**Problem requirements**
Copy out each line of the data that includes the string "soup".
● ● ● ● ● ● ●
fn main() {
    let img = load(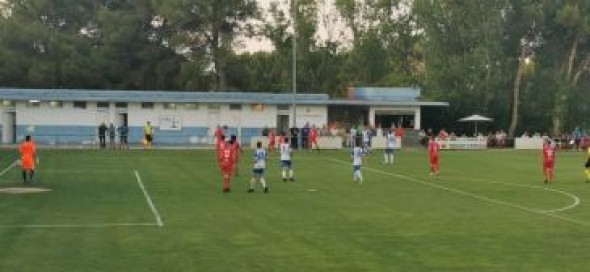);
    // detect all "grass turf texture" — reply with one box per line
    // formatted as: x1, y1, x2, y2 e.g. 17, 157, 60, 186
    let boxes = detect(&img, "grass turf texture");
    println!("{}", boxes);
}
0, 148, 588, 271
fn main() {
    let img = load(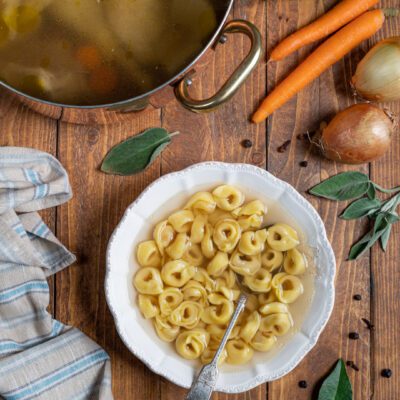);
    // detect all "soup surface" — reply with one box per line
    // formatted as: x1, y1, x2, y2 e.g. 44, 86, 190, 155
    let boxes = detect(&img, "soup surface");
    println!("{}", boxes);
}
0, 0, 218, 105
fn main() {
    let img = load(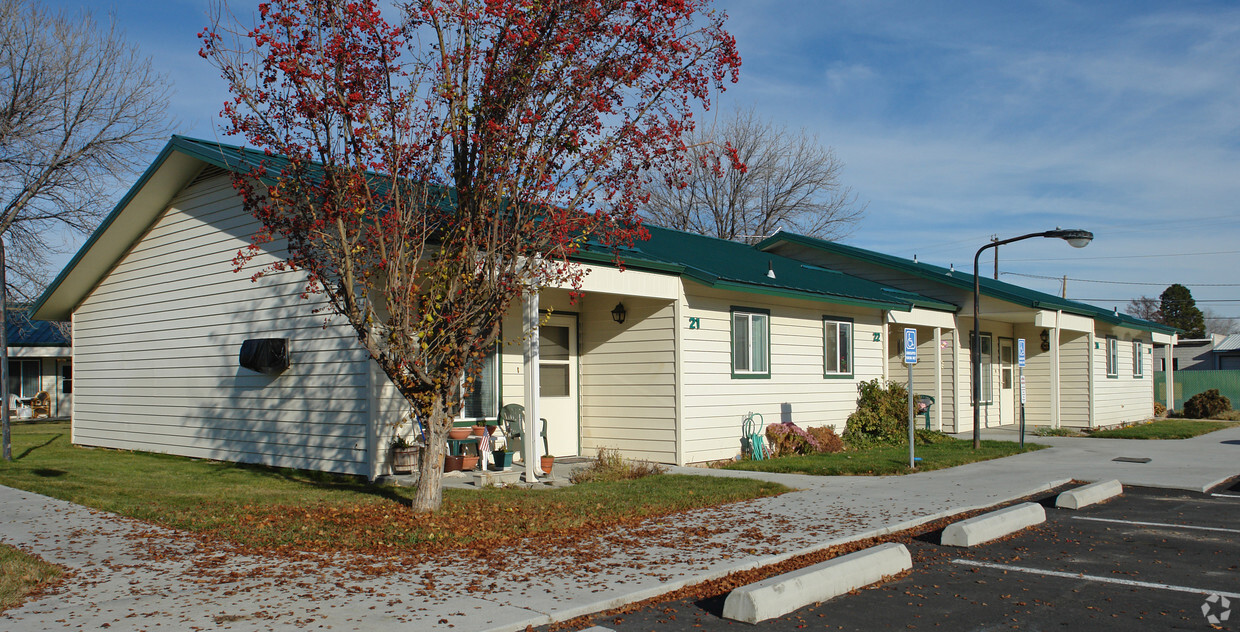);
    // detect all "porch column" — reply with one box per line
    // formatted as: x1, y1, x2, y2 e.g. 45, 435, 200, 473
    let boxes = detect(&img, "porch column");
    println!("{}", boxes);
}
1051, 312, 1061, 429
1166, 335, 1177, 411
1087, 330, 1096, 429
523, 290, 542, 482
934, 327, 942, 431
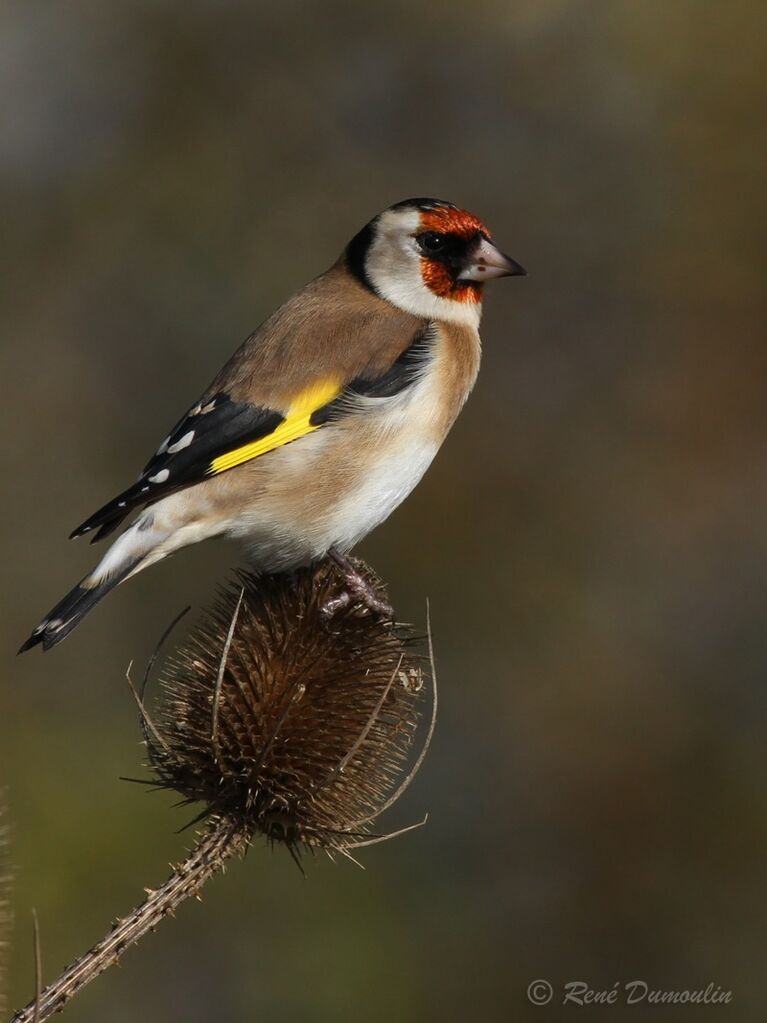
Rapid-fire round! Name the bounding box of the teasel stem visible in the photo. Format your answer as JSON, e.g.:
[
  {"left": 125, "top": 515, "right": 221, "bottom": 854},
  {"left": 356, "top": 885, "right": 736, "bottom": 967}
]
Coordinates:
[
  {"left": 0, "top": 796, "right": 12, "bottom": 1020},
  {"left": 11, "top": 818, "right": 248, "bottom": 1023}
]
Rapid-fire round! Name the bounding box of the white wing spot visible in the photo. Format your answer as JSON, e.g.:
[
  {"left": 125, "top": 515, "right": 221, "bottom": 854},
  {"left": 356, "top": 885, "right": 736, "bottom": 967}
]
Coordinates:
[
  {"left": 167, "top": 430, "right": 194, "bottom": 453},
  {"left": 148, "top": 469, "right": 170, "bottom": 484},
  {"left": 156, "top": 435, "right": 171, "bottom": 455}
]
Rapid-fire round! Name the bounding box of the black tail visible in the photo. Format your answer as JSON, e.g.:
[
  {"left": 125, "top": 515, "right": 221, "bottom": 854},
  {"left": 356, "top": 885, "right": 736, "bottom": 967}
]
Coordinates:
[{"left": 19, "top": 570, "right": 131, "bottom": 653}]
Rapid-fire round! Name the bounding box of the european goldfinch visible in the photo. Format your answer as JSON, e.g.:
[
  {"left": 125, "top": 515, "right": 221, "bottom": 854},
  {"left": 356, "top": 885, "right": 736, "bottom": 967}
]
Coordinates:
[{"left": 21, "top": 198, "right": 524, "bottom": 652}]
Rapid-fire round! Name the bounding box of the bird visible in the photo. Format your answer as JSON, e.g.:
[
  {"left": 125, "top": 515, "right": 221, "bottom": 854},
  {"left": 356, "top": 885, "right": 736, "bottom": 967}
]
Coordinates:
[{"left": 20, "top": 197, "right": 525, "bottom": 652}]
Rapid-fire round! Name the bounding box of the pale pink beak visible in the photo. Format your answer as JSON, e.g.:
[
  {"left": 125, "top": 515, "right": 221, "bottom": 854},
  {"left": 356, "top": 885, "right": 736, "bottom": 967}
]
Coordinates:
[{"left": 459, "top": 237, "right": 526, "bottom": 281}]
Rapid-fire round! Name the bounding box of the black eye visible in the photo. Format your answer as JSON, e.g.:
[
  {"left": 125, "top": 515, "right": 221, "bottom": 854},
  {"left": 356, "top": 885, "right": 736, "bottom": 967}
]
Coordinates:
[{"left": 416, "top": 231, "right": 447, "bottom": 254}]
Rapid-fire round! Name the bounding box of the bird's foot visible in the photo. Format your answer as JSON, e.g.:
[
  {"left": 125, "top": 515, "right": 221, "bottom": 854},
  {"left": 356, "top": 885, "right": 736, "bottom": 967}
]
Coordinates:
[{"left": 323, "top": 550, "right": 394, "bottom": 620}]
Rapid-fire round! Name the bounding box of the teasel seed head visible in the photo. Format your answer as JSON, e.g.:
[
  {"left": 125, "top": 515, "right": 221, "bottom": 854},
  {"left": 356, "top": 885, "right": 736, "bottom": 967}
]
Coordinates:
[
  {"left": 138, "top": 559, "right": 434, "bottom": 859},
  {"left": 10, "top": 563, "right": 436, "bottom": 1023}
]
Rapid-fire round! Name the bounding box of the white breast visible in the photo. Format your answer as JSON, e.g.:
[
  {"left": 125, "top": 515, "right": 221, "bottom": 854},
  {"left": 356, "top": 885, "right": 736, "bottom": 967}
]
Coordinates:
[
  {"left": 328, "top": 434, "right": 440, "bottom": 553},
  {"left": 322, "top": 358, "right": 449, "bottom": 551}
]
● ● ● ● ● ● ●
**Exercise solution**
    // detect all "soup surface" — reply with one box per line
    let boxes = detect(&img, "soup surface");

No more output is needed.